**Material supplied**.
==========

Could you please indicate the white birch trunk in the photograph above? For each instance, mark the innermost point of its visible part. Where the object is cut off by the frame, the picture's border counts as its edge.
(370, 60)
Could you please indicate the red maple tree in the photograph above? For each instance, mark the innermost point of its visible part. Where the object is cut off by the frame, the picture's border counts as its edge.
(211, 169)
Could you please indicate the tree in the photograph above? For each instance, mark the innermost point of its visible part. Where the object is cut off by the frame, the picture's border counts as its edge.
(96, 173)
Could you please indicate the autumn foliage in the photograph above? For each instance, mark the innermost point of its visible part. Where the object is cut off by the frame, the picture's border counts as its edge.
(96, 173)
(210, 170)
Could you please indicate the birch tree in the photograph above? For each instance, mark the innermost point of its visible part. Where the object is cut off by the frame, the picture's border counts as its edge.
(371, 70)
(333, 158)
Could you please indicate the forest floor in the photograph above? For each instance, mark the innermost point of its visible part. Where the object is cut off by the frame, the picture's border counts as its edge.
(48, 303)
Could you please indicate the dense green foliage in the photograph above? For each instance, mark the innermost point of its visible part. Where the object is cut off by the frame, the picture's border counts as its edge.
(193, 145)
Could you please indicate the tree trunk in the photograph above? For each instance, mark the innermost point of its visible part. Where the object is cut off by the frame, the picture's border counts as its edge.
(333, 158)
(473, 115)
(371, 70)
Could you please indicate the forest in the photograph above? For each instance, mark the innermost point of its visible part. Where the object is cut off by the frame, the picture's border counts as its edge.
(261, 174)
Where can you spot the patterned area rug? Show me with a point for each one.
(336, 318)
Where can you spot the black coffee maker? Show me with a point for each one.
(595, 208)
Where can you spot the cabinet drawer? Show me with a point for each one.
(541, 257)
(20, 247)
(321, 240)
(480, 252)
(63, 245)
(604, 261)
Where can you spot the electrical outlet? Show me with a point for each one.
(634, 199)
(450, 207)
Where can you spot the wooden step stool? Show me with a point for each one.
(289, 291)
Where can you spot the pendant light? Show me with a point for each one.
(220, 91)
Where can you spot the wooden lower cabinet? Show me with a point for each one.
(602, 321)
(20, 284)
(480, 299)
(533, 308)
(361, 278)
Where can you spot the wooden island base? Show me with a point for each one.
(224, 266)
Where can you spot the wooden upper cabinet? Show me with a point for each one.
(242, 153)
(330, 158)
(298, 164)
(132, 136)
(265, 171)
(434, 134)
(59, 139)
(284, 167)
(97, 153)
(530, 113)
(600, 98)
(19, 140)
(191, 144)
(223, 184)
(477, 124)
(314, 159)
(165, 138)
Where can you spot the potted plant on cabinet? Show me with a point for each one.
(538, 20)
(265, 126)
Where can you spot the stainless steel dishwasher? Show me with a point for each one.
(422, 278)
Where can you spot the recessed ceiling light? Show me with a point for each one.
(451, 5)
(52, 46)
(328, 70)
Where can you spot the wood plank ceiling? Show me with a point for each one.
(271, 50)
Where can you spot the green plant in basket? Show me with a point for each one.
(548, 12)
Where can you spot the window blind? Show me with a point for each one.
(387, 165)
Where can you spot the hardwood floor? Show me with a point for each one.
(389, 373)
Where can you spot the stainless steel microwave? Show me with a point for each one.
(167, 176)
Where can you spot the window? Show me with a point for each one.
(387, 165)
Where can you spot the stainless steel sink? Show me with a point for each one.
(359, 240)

==========

**Goal of the exercise**.
Reproduce all of the rows above, switching every "photograph" to "image" and leaving everything else unchanged.

**Written solution**.
Could you please indicate the white birch trunk in the image above? For each instance, mark the innermost point of its visible part. Where the object is cut off by the frame, the picture's border counts as its edge.
(370, 60)
Could you please indicate the red maple tree in the image above? For each instance, mark the innermost point of its visible part. Where the object is cut off by the frame, the picture's border counts as its edge.
(211, 169)
Could you please indicate the tree in the image above? For each instance, mark the innermost point of its visible part. Where the object is cut off by the frame, the picture's border counts as its edge.
(96, 173)
Could you please indicate the autumn foliage in the image above? For each instance, mark the innermost point of its visible part. Where the object is cut off by the frame, the picture's border counts as its edge.
(96, 173)
(210, 170)
Could you please indicate the birch tree in the image above? For each instance, mark the innermost point of its visible part. Where the object is cut off by the frame, the picture's border counts as its edge.
(371, 70)
(333, 158)
Could you please indicate the forest floor in the image above? For each instance, mark the innermost point of its visible part. Where the object is cut off by the frame, the picture's border counts as its edge.
(48, 303)
Could you please indicate the dense green foliage in the image above? For each instance, mark the innermost point of its visible part. Where the object is cut off by the frame, the picture's border counts as its edge.
(193, 145)
Could you please indicate the tree trunk in the image above? For each instance, mark the innermost point of its visible part. Where the object is cut off by the frame, the picture's border counts as its edge.
(333, 158)
(473, 115)
(371, 70)
Could you please indicate the forest in the image above? For each instance, mark the innermost point of its visible part. Where the object is cut off by the frame, the picture's border counts as its edge.
(261, 174)
Where can you spot the patterned area rug? Show me with a point for each one.
(336, 318)
Where can you spot the black coffee maker? Show me with a point for each one.
(595, 208)
Where can you spot the cabinet drawer? Show me with a point for each one.
(541, 257)
(20, 247)
(321, 240)
(480, 252)
(63, 245)
(604, 261)
Where can you spot the electrical outlet? Show me with a point for each one.
(634, 199)
(450, 207)
Where can you spot the wooden step stool? Show me with a point for each one.
(289, 291)
Where can you spot the pendant light? Show me with a point for each one.
(220, 91)
Where can you spot the wooden lower cabinet? Show me with a point for each one.
(602, 321)
(20, 284)
(480, 299)
(533, 308)
(361, 278)
Where can you spot the wooden island base? Show me with a point for each one.
(224, 266)
Where can you spot the wooden upper cabinet? Show me with a point for each one.
(242, 153)
(330, 158)
(298, 164)
(132, 136)
(265, 171)
(434, 134)
(59, 139)
(284, 167)
(97, 153)
(530, 113)
(600, 98)
(19, 140)
(191, 144)
(223, 184)
(477, 124)
(314, 159)
(165, 138)
Where can you spot the potted plant on cabinet? Show me with a point for each one.
(538, 20)
(265, 126)
Where can you spot the stainless steel dishwasher? Show me with a point for each one.
(422, 278)
Where can you spot the recessed ceiling light? Show me with a point for each one.
(451, 5)
(52, 46)
(328, 70)
Where can you spot the wood plank ceiling? Show me with a point for each one.
(271, 50)
Where can you spot the green plant in basket? Show me with a point for each one.
(548, 12)
Where can you spot the window blind? Show me with a point for each one.
(387, 165)
Where can you spot the hardwood floor? Show me with a point for each one.
(389, 373)
Where can you spot the stainless steel microwave? Show me with a point for each one.
(167, 176)
Where can you spot the window? Show me with a point for each one.
(387, 165)
Where can you spot the stainless steel sink? Show me with a point for each one.
(359, 240)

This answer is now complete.